Extracted text:
☆ ☆ ☆ ☆ ☆ ☆ ☆
A Fiscal Union for Business

If we take a look at the different proposals which have been published since June by the European Council, and even more recently by the Commission, it is clear, that their general direction meets BusinessEurope’s demands.

In the detailed blueprint document, the Commission develops a step-by-step approach for the short-, medium- and long term horizon. The main pillars of the so called “Genuine Economic and Monetary Union” will, according to the different proposals, focus on the integration of the budgetary and economic policies and the supervision of the banking sector.
☆ ☆ ☆ ☆ ☆ ☆ ☆
Dataset:
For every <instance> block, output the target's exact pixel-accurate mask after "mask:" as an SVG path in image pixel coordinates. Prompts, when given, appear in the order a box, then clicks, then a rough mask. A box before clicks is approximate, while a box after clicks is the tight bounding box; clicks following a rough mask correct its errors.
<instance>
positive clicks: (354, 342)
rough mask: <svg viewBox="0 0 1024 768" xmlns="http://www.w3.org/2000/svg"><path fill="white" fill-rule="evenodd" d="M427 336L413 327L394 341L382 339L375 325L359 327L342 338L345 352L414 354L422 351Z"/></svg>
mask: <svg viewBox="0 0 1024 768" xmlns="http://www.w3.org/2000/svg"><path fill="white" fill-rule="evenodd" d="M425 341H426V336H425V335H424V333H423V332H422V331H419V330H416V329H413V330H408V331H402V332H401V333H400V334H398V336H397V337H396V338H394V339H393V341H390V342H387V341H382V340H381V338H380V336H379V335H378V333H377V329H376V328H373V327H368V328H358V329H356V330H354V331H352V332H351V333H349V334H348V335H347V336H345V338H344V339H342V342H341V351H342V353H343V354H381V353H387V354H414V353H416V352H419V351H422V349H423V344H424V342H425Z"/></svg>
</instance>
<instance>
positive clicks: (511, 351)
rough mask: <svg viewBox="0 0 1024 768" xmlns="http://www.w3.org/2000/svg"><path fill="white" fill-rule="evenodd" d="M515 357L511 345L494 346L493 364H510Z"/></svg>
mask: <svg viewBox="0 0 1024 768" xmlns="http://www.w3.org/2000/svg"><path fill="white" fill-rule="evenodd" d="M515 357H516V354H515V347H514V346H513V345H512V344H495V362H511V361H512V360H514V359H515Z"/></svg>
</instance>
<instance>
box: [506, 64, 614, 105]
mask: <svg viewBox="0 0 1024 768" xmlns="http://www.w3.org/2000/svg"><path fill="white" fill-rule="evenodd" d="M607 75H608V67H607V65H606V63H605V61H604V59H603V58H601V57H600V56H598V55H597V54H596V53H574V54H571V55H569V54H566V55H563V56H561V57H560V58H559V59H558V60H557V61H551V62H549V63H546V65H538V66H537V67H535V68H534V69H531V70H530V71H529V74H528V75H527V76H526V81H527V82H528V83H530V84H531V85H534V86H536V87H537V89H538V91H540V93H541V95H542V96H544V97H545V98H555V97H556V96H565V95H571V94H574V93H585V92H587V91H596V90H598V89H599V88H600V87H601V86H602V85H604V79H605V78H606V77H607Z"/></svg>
☆ ☆ ☆ ☆ ☆ ☆ ☆
Aim of the task:
Answer from the text "A Fiscal Union for Business":
1. Since when has the European Council been publishing proposals?
2. Whose demands does the general direction of the proposals meet?
3. For which time horizons does the Commission's step-by-step approach provide?

Solution to the exercise:
1. Since June.
2. BusinessEurope's demands.
3. The short-, medium- and long-term horizons.